Stored items:
────────────────────────────────────────

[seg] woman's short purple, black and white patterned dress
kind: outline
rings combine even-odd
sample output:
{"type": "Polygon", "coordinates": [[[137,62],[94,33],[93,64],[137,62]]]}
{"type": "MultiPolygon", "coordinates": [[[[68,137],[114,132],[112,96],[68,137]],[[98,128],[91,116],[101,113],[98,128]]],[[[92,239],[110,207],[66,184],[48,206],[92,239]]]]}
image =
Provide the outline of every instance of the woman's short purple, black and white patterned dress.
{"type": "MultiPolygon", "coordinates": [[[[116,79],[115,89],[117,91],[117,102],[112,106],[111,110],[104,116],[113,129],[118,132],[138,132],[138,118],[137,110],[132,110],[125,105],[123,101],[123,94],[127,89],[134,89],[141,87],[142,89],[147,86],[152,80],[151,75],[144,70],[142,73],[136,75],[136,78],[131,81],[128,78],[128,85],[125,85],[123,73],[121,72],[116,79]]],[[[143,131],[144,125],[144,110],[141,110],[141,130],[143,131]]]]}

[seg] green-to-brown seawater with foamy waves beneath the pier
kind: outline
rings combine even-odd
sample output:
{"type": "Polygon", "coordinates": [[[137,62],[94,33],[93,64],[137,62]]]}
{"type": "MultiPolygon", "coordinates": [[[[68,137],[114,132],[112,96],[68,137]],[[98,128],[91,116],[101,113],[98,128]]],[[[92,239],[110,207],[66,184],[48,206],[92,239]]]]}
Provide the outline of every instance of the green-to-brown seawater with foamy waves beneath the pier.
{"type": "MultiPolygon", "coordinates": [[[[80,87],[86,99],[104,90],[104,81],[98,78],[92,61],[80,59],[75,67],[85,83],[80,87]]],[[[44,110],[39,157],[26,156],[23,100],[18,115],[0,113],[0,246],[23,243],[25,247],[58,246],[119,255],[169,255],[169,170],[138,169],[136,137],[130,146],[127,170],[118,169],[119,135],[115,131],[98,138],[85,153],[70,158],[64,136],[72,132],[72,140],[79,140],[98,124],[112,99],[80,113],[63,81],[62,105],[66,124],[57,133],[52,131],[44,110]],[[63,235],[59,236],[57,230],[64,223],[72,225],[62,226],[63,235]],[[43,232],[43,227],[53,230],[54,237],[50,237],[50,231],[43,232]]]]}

────────────────────────────────────────

**TASK TO COMPLETE**
The records must each be output verbatim, with nothing left out.

**ANSWER BOX**
[seg] woman's short purple, black and white patterned dress
kind: outline
rings combine even-odd
sample output:
{"type": "Polygon", "coordinates": [[[137,62],[94,33],[93,64],[137,62]]]}
{"type": "MultiPolygon", "coordinates": [[[[68,137],[114,132],[112,96],[68,137]],[[98,128],[91,116],[101,113],[98,128]]],[[[92,239],[110,207],[66,184],[48,206],[92,239]]]]}
image =
Provide the outline of every instance of the woman's short purple, black and white patterned dress.
{"type": "MultiPolygon", "coordinates": [[[[116,79],[115,89],[117,91],[117,102],[112,106],[111,110],[104,116],[113,129],[118,132],[138,132],[138,118],[137,110],[132,110],[125,105],[123,101],[123,94],[127,89],[134,89],[141,87],[142,89],[147,86],[152,80],[151,75],[144,70],[142,73],[136,75],[136,78],[131,81],[128,78],[128,85],[125,85],[123,73],[121,72],[116,79]]],[[[143,131],[144,125],[144,110],[141,110],[141,130],[143,131]]]]}

[seg] green-to-brown seawater with foamy waves beneath the pier
kind: outline
rings combine even-odd
sample output:
{"type": "Polygon", "coordinates": [[[137,62],[94,33],[93,64],[137,62]]]}
{"type": "MultiPolygon", "coordinates": [[[[68,137],[114,132],[112,96],[68,137]],[[98,128],[91,116],[101,113],[98,128]]],[[[92,239],[110,207],[66,184],[48,206],[92,239]]]]}
Provide the outline of every instance of the green-to-brown seawater with foamy waves beneath the pier.
{"type": "MultiPolygon", "coordinates": [[[[80,87],[86,99],[104,90],[104,81],[98,78],[92,61],[80,59],[75,67],[85,83],[80,87]]],[[[44,110],[39,157],[26,156],[23,100],[18,115],[0,113],[0,246],[23,243],[25,247],[58,246],[119,255],[169,255],[169,170],[138,169],[136,137],[130,146],[127,170],[118,169],[119,135],[115,131],[98,138],[85,153],[70,158],[64,136],[72,132],[72,140],[79,140],[98,124],[112,99],[80,113],[63,81],[62,105],[66,124],[57,133],[52,131],[44,110]],[[63,235],[59,236],[57,230],[64,223],[72,225],[62,226],[63,235]],[[43,232],[43,227],[53,230],[54,237],[50,237],[50,231],[43,232]]]]}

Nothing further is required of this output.